■ Work request: Set down every record below exactly as it stands, leaving out the pictures.

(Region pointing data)
━━━━━━━━

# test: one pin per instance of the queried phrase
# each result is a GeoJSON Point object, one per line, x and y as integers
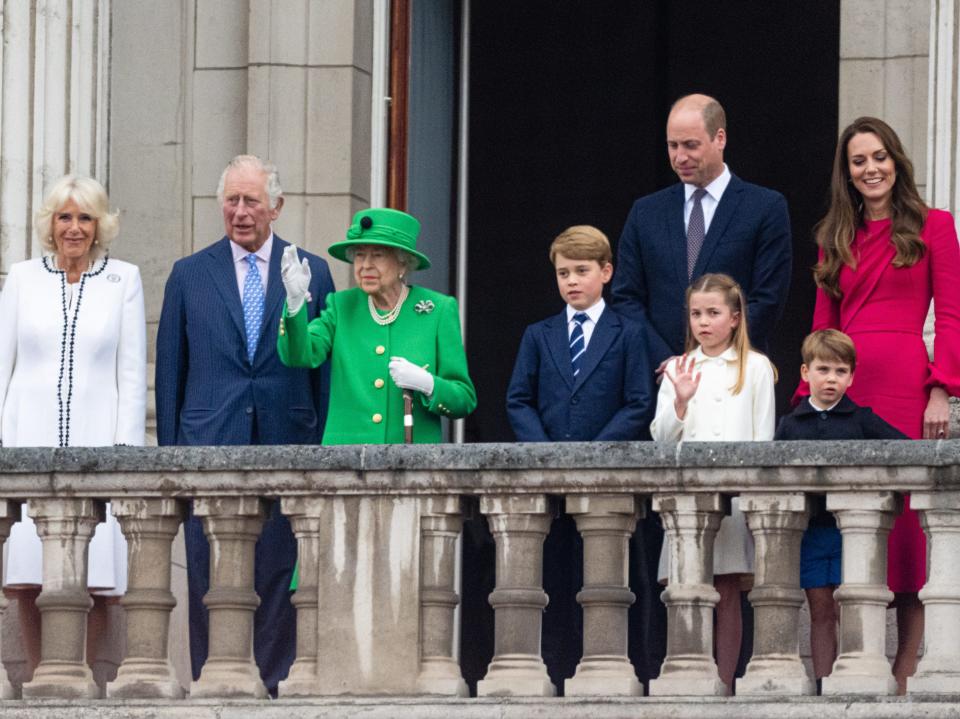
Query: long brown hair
{"type": "Point", "coordinates": [835, 232]}
{"type": "Point", "coordinates": [734, 299]}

━━━━━━━━

■ Written response:
# test: one pin per instance of the queried phrase
# each result is a GeoJSON Point object, one per line, x and y as integers
Query: long brown hair
{"type": "Point", "coordinates": [835, 232]}
{"type": "Point", "coordinates": [734, 299]}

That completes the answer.